━━ Texto extraído
Paul W.S. Anderson Fala Sobre “Terras Perdidas” e Filmes em Tela Azul Atraentes

Eu adoro contos de fadas. Sou especialmente fã da versão de Hans Christian Andersen de “A Pequena Sereia”, onde ela morre no final. Mesmo com essa paixão, Paul W.S. Anderson levou mais de três décadas para realizar um filme de fantasia. O cineasta cult já explorou praticamente todos os gêneros — muitas vezes misturando vários, como no caso da série “Resident Evil”, que combina ação com zumbis e distopia corporativa, ou “Event Horizon”, que une horror oculto e exploração espacial. No entanto, uma história medieval envolvendo cavaleiros e ninfas sempre o escapou, até agora, com seu novo filme “In the Lost Lands”, uma adaptação de um conto de George R.R. Martin. Trata-se de uma parábola sobre “cuidado com o que você deseja”, com consequências sombrias e sangrentas. O filme traz Dave Bautista como Boyce, um caçador contratado pela realeza que recorre aos poderes de Gray Alys (Milla Jovovich, perfeita no papel de uma figura descrita por Martin como “uma mulher esbelta, pequena e de alguma forma atemporal, com olhos cinzentos e profundos”).

“Sempre fui uma criança que amava ler. Me destaquei em mitologia grega, egípcia e nórdica. Sinto que estava me preparando a vida toda para interpretar um personagem como Gray Alys”, diz Jovovich. “Ela é obrigada a conceder desejos, mas entende que isso é uma maldição. Isso me fez compreender sua vulnerabilidade e o quão isolada ela deve se sentir.” Os dois lobos solitários atravessam um deserto de cânions imensos, cidades abandonadas e campos de petróleo em chamas, tudo criado digitalmente em frente a telas azuis. Embora isso seja padrão no cinema de gênero, Anderson estava determinado a evitar as limitações técnicas que viu em outras produções modernas.
━━━━
━━ Dados fornecidos
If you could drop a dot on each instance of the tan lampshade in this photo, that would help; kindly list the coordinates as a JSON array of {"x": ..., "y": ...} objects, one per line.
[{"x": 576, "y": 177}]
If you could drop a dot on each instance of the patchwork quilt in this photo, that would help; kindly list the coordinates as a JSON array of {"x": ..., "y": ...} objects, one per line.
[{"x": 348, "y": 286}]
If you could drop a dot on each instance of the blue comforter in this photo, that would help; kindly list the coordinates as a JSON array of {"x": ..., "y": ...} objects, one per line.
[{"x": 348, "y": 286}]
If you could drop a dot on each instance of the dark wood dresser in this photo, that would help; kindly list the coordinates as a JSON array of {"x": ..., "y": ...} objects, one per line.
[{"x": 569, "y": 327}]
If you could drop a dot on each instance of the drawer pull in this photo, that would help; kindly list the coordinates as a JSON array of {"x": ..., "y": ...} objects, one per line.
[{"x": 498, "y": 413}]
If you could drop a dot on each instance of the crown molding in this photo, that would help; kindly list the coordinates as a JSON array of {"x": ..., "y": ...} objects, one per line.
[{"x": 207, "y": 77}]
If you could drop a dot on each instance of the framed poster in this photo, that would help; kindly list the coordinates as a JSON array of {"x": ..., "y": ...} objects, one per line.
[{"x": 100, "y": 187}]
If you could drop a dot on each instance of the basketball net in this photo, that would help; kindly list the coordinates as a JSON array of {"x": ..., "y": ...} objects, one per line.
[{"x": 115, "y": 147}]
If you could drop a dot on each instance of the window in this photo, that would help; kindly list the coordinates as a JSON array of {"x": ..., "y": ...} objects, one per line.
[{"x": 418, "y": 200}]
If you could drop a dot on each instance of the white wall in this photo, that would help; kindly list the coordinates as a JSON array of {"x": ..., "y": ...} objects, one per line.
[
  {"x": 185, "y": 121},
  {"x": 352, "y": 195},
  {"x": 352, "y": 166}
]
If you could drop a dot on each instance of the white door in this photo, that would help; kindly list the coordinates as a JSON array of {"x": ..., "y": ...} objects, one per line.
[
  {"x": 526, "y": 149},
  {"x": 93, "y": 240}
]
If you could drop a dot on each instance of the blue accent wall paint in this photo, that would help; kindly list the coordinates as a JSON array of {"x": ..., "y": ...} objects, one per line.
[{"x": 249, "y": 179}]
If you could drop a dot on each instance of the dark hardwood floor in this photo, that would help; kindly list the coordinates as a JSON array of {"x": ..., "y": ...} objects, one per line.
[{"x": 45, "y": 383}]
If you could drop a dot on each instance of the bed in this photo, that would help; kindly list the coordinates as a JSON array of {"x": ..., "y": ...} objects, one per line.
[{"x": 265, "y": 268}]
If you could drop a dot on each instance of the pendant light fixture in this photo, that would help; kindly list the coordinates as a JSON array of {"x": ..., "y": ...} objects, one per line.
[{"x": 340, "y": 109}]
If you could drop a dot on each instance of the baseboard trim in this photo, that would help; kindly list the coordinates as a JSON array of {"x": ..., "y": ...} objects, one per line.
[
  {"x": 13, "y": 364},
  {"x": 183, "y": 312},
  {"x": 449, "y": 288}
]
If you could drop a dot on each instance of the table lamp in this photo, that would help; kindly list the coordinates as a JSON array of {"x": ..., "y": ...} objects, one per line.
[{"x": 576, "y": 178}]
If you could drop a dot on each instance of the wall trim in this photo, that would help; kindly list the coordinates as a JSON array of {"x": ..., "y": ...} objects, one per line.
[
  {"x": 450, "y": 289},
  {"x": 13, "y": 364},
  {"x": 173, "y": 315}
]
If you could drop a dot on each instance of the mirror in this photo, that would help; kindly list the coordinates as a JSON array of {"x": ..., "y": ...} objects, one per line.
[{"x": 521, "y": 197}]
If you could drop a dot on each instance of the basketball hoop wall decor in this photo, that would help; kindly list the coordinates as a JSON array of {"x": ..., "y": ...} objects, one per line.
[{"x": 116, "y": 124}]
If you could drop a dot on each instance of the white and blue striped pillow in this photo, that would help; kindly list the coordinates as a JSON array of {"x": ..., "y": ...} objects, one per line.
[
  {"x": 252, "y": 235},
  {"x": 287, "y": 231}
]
━━━━
━━ Dados fornecidos
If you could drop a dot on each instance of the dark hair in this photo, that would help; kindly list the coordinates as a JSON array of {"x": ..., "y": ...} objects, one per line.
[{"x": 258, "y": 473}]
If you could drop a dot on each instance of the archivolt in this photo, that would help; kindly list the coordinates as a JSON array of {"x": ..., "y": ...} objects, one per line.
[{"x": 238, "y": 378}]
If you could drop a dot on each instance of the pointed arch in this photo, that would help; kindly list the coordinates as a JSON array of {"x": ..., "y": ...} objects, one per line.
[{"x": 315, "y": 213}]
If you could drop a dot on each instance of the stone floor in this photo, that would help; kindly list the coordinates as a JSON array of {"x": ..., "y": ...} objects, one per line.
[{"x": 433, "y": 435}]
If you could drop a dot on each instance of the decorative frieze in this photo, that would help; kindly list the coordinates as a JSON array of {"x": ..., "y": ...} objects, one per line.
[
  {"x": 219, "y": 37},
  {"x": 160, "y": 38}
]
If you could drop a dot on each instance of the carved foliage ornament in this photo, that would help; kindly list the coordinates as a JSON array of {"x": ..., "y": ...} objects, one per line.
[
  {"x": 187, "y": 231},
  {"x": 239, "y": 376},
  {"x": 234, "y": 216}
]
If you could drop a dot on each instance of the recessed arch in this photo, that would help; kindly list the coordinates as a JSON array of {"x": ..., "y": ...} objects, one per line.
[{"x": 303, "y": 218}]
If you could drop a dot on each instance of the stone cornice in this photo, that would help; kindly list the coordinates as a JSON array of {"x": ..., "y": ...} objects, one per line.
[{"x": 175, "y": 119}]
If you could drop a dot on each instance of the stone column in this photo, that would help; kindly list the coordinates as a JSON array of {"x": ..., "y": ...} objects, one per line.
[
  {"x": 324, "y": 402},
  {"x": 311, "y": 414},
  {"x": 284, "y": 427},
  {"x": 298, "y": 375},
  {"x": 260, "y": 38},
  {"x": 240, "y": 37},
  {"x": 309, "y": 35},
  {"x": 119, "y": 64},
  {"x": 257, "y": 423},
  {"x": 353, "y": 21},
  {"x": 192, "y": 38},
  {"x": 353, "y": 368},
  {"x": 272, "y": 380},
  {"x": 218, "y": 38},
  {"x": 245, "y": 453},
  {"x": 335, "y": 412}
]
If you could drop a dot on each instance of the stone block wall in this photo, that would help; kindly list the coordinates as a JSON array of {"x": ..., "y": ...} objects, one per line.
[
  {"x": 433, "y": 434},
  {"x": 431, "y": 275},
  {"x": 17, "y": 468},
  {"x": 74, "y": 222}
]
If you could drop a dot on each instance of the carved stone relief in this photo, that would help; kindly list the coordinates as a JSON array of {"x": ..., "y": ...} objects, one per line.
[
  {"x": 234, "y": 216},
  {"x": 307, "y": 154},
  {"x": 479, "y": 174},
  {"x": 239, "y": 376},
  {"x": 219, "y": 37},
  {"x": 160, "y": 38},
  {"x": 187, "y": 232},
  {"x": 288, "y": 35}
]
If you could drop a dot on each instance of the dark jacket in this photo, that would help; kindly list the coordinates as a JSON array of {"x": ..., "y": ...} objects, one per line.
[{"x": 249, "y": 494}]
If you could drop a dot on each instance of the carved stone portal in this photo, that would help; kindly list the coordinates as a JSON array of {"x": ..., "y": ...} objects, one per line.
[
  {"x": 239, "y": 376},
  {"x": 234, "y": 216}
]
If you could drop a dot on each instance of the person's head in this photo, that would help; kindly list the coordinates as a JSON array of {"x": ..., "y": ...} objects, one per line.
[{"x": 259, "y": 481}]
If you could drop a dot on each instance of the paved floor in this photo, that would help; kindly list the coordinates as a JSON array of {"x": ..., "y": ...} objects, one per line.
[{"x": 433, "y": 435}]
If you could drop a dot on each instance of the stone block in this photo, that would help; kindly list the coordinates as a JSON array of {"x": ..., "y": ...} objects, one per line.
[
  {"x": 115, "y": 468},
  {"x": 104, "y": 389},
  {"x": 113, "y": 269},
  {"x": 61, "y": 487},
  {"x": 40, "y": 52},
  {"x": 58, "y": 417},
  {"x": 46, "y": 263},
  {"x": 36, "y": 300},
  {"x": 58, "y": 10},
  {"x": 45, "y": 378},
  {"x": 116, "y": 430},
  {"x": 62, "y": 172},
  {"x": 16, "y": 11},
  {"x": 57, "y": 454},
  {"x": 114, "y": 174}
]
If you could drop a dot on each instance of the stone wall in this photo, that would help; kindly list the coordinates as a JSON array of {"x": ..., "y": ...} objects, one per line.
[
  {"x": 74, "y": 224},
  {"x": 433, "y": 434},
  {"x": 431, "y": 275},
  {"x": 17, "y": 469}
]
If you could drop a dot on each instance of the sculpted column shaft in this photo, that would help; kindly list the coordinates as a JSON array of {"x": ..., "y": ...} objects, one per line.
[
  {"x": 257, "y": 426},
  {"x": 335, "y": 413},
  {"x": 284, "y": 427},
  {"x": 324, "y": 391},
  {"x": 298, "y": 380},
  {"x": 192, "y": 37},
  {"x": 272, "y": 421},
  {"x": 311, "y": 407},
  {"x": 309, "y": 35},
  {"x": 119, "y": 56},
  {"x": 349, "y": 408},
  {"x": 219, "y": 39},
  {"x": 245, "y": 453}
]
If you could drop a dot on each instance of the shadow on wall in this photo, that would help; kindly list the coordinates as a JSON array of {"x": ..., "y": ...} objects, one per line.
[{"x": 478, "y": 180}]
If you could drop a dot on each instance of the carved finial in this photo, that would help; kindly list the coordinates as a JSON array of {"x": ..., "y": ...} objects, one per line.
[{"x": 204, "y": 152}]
━━━━
▶ **O que fazer**:
Você pode prolongar a matéria sobre o filme “In the Lost Lands”, começando logo depois da última frase dela?

▶ **Resultado**:
“É um problema que muitos filmes caros enfrentam. Se você filma o ator contra uma tela azul e não sabe exatamente como será o fundo, como pode iluminar o primeiro plano para combinar com o fundo? A resposta é: você não pode”, explica Anderson. “Então, as pessoas usam uma iluminação genérica na tela azul, onde tudo fica visível, porque não querem perder detalhes. Mas isso significa que você nunca consegue uma iluminação dramática no ator.”

A produção desenvolveu um sistema único de “rastreamento de campo estelar” para o estúdio, com cerca de 350 pontos de referência no teto — “como um navio antigo, onde você navegava pelas estrelas”, descreve Anderson. “Os caras estavam literalmente escrevendo o código um dia antes de começarmos a filmar”, ele conta. “Cada câmera de ação ao vivo tinha outra câmera acoplada, apontando para o campo estelar. Se ela visse cerca de 35 estrelas, saberia exatamente onde estava no espaço do nosso cenário virtual.”

Usando esses pontos de referência, a câmera podia ser orientada no mundo digital, composta e renderizada no set pelo Unreal Engine. Antes das filmagens principais, Anderson passou mais de um ano trabalhando com seu supervisor de efeitos visuais, Dennis Berardi, para desenvolver o visual e o escopo das Terras Perdidas. “Quando chegamos ao set, o mundo já estava lá”, diz Jovovich. “Nos 20 metros ao nosso redor, tínhamos efeitos práticos. Tudo além disso era tela azul, mas você podia assistir ao playback e ver o mundo. Isso tornou tudo muito mais tangível para mim como atriz.”

“Todo o trabalho que tradicionalmente é feito na pós-produção, nós fizemos na pré-produção. Esses locais precisavam existir antes, de uma forma que pudéssemos caminhar por eles e dizer: ‘Vamos enquadrar aqui'”, explica Anderson. “No Unreal Engine, você pode alterar a posição do sol. Então, o diretor de fotografia podia ajustar a posição da luz no set. As duas imagens eram instantaneamente combinadas. Foi assim que fizemos a cena de ação inicial com Dave, onde ele aparece em silhueta. Tomamos decisões ousadas de iluminação em tempo real porque tínhamos essa possibilidade.”

“Não parecia um filme grande enquanto estávamos filmando. Parecia pequeno e íntimo”, diz Bautista. “Eu tinha tudo o que precisava ao meu redor.”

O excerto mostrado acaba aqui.